◆ ENUNCIADO 1: Reproduza fielmente o trecho do texto sobre Zárraga que começa em "Não se pode" e prossegue até "ponto de exclamação.".
◆ ENUNCIADO 2: Resuma em duas frases o texto sobre Zárraga.

Zárraga. Retrato do artista enquanto futebolista

Nascido em Victoria de Durango, novale do Guadiana, a norte do México, Zárraga foi, indiscutivelmente, o grande pintor do futebol. Futurista, dedicou-se a retratar mulheres futebolistas. A sua primeira esposa serviu de modelo. Bem como a de Diego Rivera. 

Não se pode dizer que o futebol, nas suas duas vertentes, râguebi e association, seja um tema querido de muitos artistas plásticos. Ainda menos de pintores. Angél Zárraga é uma exceção: honrosíssima exceção! Assim mesmo, com ponto de exclamação.

Ángel Zárraga y Arguelles nasceu em Victoria de Durango, no Vale do Guadiana, no norte do México, no dia 16 de agosto de 1886, e foi membro da organização cultural Ateneo de la Juventud, depois de ter sido aluno da Escuela Nacional de las Bellas Artes. Filho do médico Fernando Zárraga, pode dizer-se que foi um menino mimado e viveu uma adolescência plena de tudo o que foi desejando. Os pais alimentaram a sua tendência artística e mandaram-no ainda muito novo para a Europa de forma a poder ter contacto com vários pintores do início do século passado. O seu talento foi reconhecido em Espanha e, em 1906, conseguiu mesmo ser exposto no Museu do Prado, em Madrid. No seu caso pessoal, pode considerar-se uma vitória.

Zárraga é considerado universalmente como o primeiro grande pintor de futebol, na senda do italiano Umberto Boccioni que, em 1913, terminou um quadro que levava o título de Dinamismo de um Futebolista. 

Vivendo em Paris de 1911 a 1941, Angél Zárraga foi influenciado por Cézanne e Giotto. E dedicou-se durante um largo período da sua carreira a usar mulheres que conhecia como modelos para um tema muito particular dentro da sua obra: senhoras futebolistas. De alguma forma, foi um futurista já que que o futebol feminino não era particularmente bem visto na altura. A sua primeira mulher, por exemplo, Jeanette Ivanoff, surge no quadro Mujeres Futbolistas; Angelina Belfo, que foi casada com Diego Rivera, o grande pintor mexicano, que viveu com Frida Khalo, é La Futbolista Rubia, a par de outra tela titulada como La Futbolista Morena. Já o seu primo Ramón Novarro, que se destacou como ator em Hollywood e teve papel de destaque no histórico Ben Hur, foi retratado com uma bola nas mãos.

Ao contrário do que se possa pensar, a obra futebolística de Zárraga teve uma grande aceitação entre os seus colegas. E uma crítica parisiense escreveu sobre uma das suas exposições: «Na rotina dos tempos, quando a vida moderna nos oferece contínuas imagens de máquinas em ação, apenas um pintor, Ángel Zárraga, foi capaz de interpretar a beleza dos movimentos desportivos”.

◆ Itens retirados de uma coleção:

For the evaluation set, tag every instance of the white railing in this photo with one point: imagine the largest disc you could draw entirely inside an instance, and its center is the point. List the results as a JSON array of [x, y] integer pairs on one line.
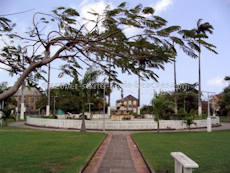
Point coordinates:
[[129, 125]]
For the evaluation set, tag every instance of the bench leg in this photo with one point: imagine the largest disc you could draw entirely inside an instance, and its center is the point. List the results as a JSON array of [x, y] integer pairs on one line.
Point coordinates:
[[187, 170], [178, 167]]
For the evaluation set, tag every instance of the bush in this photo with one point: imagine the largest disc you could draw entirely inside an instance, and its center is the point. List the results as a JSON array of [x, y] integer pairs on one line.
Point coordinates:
[[181, 111], [52, 117], [126, 118], [192, 112]]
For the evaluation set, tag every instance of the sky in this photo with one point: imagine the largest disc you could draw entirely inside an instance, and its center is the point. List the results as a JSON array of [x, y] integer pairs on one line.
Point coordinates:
[[185, 13]]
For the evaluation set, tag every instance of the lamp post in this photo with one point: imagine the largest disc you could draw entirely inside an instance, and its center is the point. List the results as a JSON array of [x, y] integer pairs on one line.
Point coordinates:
[[104, 107], [209, 123], [185, 101], [48, 93], [89, 107], [55, 102]]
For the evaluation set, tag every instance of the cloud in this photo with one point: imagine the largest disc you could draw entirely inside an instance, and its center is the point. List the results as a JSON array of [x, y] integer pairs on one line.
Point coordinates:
[[216, 81], [162, 5]]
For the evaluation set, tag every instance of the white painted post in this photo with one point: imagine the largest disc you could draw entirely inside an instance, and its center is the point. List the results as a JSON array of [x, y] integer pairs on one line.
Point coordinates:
[[209, 125], [178, 167], [187, 170]]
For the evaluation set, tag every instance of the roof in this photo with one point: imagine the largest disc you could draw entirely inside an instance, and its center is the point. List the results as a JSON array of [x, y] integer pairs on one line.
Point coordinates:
[[28, 92], [217, 96], [130, 97]]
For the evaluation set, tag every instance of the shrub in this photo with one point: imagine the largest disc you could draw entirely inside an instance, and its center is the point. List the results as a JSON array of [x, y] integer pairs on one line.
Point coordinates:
[[181, 111], [192, 112]]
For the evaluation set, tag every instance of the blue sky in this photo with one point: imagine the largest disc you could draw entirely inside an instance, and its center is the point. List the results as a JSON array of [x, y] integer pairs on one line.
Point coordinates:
[[184, 13]]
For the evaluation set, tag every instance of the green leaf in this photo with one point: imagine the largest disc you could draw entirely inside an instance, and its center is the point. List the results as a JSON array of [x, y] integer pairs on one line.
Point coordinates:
[[148, 10]]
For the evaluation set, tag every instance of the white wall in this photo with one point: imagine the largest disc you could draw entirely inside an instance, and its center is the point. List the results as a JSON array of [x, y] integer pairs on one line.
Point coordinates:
[[129, 125]]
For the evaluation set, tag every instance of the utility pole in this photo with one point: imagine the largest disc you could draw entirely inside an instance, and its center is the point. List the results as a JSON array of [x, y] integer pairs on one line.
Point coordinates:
[[209, 123], [104, 107], [90, 107]]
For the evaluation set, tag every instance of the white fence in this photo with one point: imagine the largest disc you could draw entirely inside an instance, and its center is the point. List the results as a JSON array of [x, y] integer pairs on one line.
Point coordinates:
[[116, 125], [95, 116]]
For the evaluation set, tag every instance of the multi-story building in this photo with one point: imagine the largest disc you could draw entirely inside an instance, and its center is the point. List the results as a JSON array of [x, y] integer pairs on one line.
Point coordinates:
[[131, 103], [31, 96]]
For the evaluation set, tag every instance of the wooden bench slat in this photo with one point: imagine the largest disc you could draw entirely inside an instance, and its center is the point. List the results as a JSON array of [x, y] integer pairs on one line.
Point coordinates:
[[184, 160]]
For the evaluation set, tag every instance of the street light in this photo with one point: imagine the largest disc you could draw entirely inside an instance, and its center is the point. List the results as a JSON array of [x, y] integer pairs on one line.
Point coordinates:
[[55, 102], [209, 123], [104, 107], [89, 107]]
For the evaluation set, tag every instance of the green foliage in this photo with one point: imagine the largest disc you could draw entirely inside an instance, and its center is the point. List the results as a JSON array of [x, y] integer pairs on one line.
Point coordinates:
[[78, 43], [181, 111], [126, 118], [7, 114], [51, 117], [192, 112], [189, 121], [160, 105]]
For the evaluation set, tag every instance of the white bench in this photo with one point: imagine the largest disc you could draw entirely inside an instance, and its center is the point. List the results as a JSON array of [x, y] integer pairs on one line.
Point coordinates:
[[182, 160]]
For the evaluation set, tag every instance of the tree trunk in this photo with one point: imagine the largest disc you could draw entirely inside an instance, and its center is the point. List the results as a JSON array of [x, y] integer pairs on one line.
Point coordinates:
[[27, 71], [83, 128], [158, 126]]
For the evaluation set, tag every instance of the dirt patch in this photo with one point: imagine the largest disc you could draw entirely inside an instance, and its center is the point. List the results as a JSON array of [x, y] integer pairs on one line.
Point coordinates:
[[55, 166], [75, 158]]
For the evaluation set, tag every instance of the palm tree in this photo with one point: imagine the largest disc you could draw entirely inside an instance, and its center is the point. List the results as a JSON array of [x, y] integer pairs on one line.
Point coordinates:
[[224, 101], [160, 105], [83, 90], [200, 32], [189, 121], [186, 50], [7, 114], [196, 36]]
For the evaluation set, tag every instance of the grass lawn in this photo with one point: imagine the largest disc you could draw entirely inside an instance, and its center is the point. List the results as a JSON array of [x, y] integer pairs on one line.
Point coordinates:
[[45, 151], [210, 150]]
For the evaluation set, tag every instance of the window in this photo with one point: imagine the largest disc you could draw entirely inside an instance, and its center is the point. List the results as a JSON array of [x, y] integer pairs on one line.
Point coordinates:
[[130, 102]]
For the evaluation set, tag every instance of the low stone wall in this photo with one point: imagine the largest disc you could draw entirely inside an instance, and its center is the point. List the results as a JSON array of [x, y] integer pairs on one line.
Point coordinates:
[[95, 116], [116, 125]]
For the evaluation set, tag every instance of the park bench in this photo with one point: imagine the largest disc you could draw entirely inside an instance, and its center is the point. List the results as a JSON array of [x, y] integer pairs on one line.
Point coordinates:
[[182, 160]]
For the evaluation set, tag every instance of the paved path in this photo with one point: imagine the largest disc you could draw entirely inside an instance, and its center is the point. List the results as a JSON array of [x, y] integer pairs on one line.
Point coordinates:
[[118, 152], [121, 156]]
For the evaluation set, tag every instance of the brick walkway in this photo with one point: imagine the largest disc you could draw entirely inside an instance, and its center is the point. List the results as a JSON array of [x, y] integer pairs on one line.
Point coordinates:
[[121, 156]]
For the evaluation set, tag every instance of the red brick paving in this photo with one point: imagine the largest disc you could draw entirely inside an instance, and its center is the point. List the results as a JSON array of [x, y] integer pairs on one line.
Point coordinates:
[[139, 163], [97, 158]]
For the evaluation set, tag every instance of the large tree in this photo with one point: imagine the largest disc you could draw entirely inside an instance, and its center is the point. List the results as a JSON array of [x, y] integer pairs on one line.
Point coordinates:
[[199, 34], [224, 101], [73, 42]]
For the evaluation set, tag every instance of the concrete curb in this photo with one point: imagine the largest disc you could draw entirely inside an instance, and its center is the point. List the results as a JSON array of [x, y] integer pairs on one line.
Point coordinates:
[[146, 162]]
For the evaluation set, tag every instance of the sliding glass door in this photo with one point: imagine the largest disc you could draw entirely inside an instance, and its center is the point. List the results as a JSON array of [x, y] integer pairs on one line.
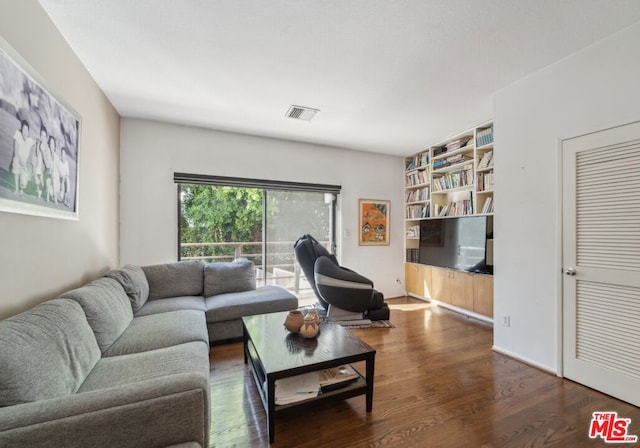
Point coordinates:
[[220, 222], [289, 215]]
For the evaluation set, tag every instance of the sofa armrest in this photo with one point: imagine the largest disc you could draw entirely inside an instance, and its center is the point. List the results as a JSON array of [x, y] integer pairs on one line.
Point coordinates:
[[165, 411]]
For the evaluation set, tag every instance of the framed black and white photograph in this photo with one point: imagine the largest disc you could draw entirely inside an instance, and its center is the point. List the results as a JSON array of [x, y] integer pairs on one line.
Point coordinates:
[[39, 143]]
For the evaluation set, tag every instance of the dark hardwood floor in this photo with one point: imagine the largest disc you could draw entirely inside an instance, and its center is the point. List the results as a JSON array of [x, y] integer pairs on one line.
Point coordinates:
[[437, 384]]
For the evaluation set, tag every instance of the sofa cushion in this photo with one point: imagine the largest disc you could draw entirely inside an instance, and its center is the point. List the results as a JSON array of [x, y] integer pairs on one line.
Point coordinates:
[[172, 304], [183, 278], [45, 352], [134, 283], [192, 357], [107, 308], [160, 331], [266, 299], [225, 277]]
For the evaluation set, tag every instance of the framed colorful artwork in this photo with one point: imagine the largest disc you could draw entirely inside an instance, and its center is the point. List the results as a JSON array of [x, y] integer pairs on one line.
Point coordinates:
[[373, 222], [39, 143]]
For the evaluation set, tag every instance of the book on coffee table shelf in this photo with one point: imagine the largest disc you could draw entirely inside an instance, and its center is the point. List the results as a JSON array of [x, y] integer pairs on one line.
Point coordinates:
[[310, 385], [337, 377]]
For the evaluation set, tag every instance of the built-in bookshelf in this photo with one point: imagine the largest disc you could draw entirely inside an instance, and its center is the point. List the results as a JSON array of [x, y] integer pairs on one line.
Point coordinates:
[[417, 187], [453, 177]]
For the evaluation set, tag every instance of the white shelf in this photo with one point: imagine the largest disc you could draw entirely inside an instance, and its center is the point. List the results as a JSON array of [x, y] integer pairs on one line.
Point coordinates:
[[484, 170], [465, 197], [426, 201], [455, 152], [454, 167], [451, 190], [414, 187]]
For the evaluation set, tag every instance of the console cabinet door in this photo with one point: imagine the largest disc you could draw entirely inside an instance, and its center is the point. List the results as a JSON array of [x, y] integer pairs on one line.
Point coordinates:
[[483, 294], [461, 289], [440, 284], [417, 278], [412, 278]]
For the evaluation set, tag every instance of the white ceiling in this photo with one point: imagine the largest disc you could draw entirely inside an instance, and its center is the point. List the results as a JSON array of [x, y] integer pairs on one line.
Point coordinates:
[[389, 76]]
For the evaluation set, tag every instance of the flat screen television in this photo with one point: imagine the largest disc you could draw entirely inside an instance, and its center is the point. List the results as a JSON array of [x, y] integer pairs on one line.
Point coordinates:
[[457, 243]]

◆ RESULTADO DO EXERCÍCIO 1:
Não se pode dizer que o futebol, nas suas duas vertentes, râguebi e association, seja um tema querido de muitos artistas plásticos. Ainda menos de pintores. Angél Zárraga é uma exceção: honrosíssima exceção! Assim mesmo, com ponto de exclamação.

◆ RESULTADO DO EXERCÍCIO 2: Ángel Zárraga, pintor mexicano nascido em Victoria de Durango em 1886 e enviado muito novo pelos pais para a Europa, viveu em Paris de 1911 a 1941 e é considerado universalmente o primeiro grande pintor de futebol. Dedicou grande parte da carreira a retratar mulheres futebolistas, usando como modelos mulheres que conhecia, como a sua primeira mulher, Jeanette Ivanoff, e a sua obra futebolística teve grande aceitação entre os colegas.